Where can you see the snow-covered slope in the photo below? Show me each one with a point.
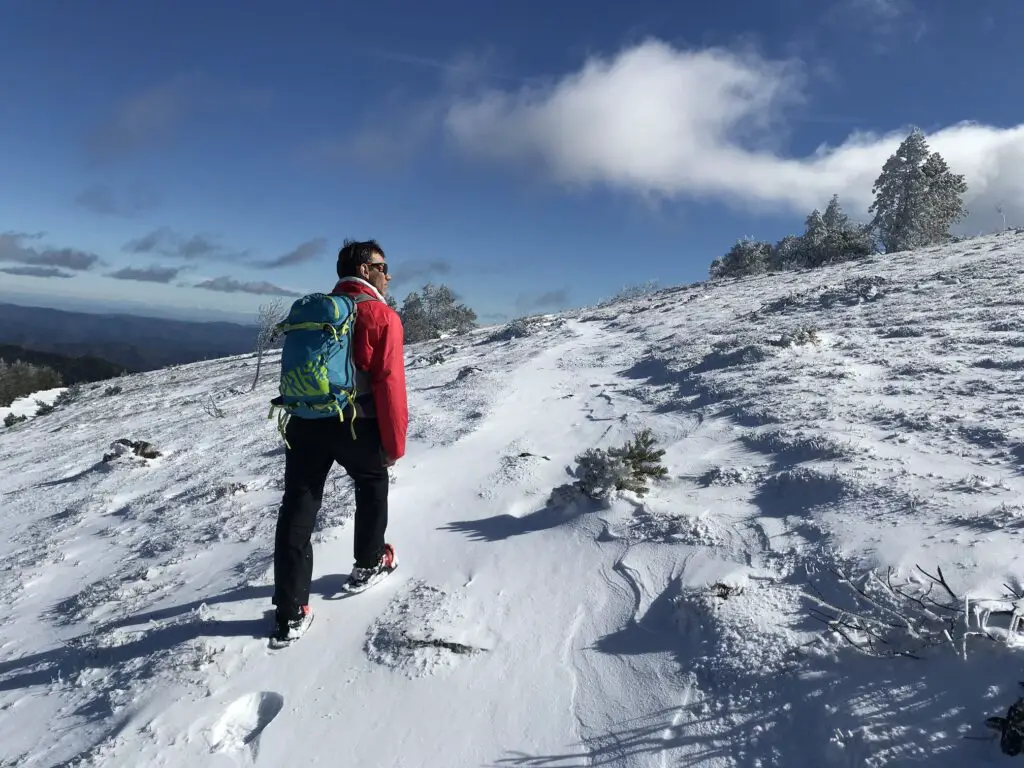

---

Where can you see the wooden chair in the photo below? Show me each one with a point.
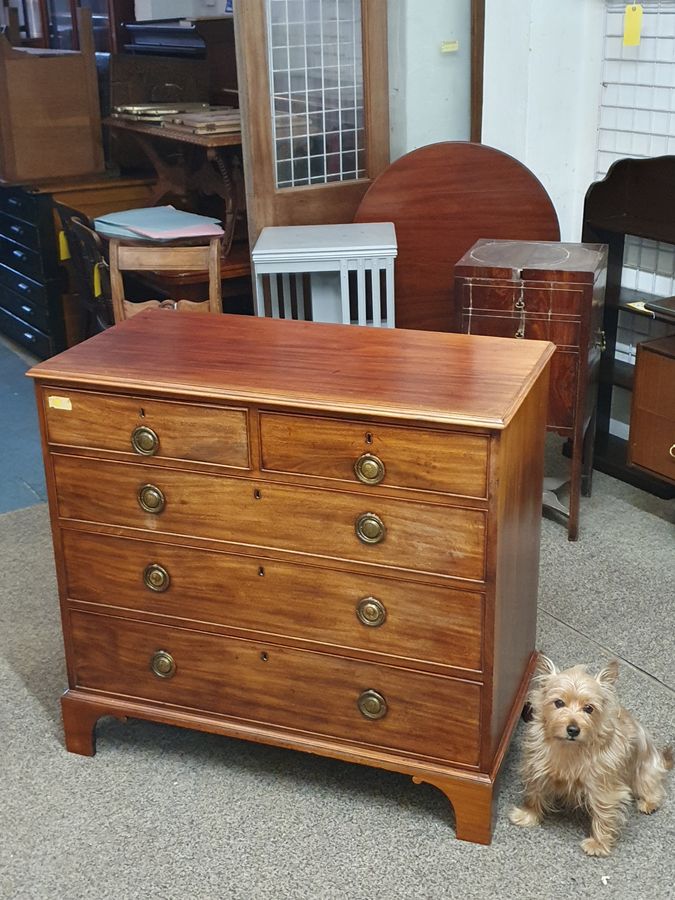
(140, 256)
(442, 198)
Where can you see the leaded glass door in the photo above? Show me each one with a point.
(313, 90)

Task objective -> Pull out each line of the listing above that contains the word "Where". Letter case must match.

Answer to this problem ->
Where can you see the snow-covered slope in the photo below? Show me each one with a point.
Where can you see the wooden chair in the photo below? Show me each one with a point.
Where can you see the leaded glass door in the photo above? Show me each one with a point.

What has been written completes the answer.